SOURCE TEXT >>
━━━━━━━━━━━━━━━━━━━━━━━━━━━━━━

Occupational Safety and Health Administration (“OSHA”) recordkeeping requirements at 29 CFR Part 1904 mandate covered employers record certain work-related injuries and illnesses on their OSHA 300 log forms. On April 10, 2020, OSHA issued additional guidance for employers on their obligations to record COVID-19 cases.
Prior to this guidance, OSHA stated that COVID-19 cases may be recordable if a worker is infected as a result of performing work-related duties. Therefore, employers would need to record COVID-19 cases if all of the following conditions are met:
1. The case is a confirmed case of COVID-19;
2. The case is work-related (as defined by 29 CFR 1904.5); and
3. The case involves one or more of the general recording criteria set forth in 29 CFR 1904.7 (“such as medical treatment beyond first aid or days away from work”).
COVID-19’s contagiousness and other characteristics often makes it difficult to determine whether transmission resulted from workplace exposure, rather than exposure from family, external social gatherings, or a number of other reasons. In the new guidance, OSHA states that employers in the healthcare industry, emergency response organizations, and correctional institutions must continue to make work-relatedness determinations. However, OSHA will not enforce its record keeping requirements for other employers to make the same work-relatedness determinations, except where:
1. There is objective evidence that a COVID-19 case may be work-related; and
2. The evidence was reasonably available to the employer.

━━━━━━━━━━━━━━━━━━━━━━━━━━━━━━

Dataset entries:
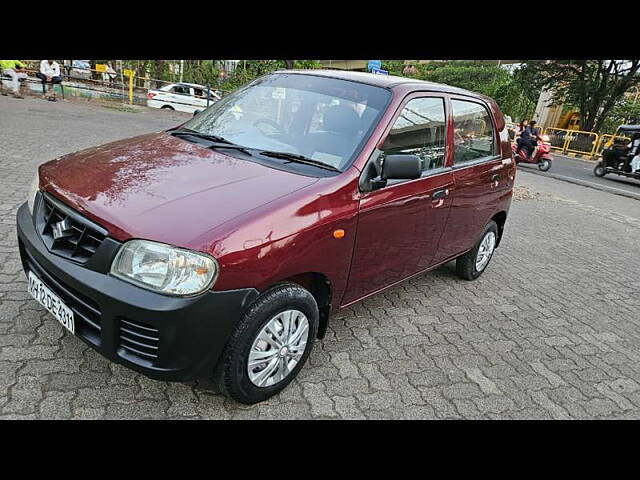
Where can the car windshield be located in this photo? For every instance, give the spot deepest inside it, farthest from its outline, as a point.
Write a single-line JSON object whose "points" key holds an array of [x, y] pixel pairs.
{"points": [[324, 119]]}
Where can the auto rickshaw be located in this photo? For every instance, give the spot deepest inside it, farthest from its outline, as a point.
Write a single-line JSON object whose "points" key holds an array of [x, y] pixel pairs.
{"points": [[616, 157]]}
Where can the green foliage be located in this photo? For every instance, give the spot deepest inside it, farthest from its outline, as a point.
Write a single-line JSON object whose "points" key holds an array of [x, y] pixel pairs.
{"points": [[594, 87], [626, 110]]}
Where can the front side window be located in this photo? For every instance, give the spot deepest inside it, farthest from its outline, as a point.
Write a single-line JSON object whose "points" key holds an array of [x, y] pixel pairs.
{"points": [[474, 135], [420, 130], [324, 119]]}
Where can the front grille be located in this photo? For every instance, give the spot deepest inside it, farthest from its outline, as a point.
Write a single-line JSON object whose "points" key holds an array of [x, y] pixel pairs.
{"points": [[86, 313], [139, 339], [83, 237]]}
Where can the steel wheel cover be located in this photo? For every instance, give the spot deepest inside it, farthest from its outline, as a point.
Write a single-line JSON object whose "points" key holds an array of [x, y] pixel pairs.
{"points": [[485, 251], [277, 348]]}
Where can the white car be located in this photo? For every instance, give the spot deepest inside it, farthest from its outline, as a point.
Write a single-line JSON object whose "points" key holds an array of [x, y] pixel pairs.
{"points": [[183, 97]]}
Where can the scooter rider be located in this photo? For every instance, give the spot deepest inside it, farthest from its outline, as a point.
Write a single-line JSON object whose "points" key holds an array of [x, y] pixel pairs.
{"points": [[525, 140], [634, 153]]}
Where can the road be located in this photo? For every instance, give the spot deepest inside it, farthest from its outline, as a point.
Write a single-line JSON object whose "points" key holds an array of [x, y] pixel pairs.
{"points": [[551, 330], [581, 172]]}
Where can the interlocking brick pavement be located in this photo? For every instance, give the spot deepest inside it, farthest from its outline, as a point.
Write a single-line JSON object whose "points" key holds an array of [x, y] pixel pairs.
{"points": [[551, 330]]}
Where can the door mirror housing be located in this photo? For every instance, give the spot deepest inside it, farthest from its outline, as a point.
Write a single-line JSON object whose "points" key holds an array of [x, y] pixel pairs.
{"points": [[401, 167]]}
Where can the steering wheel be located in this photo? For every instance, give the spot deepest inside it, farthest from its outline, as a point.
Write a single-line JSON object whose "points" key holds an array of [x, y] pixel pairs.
{"points": [[269, 122]]}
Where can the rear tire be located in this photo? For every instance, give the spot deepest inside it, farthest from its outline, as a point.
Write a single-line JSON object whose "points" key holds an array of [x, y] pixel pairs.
{"points": [[469, 265], [544, 165], [233, 375]]}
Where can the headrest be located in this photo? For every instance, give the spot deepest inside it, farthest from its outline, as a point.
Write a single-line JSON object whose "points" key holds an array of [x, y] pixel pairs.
{"points": [[341, 119]]}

━━━━━━━━━━━━━━━━━━━━━━━━━━━━━━

PROMPT A >> According to the text on OSHA COVID-19 recordkeeping, on what date did OSHA issue its additional guidance on recording COVID-19 cases?
PROMPT B >> Carry the text on OSHA COVID-19 recordkeeping forward, starting after its second listed exception about evidence reasonably available to the employer.

TASK RESULT A >> April 10, 2020.

TASK RESULT B >>
The updated guidance offers as an example of objective evidence of work-relatedness: “a number of cases developing among workers who work closely together without an alternative explanation.” In addition, the updated guidance gives as an example of “reasonably available” evidence to the employer as “information given to the employer by employees, as well as information that an employer learns regarding its employees’ health and safety in the ordinary course of managing its business and employees.”
Continue to check OSHA and the Department of Labor for updated guidance and FAQ’s during this pandemic.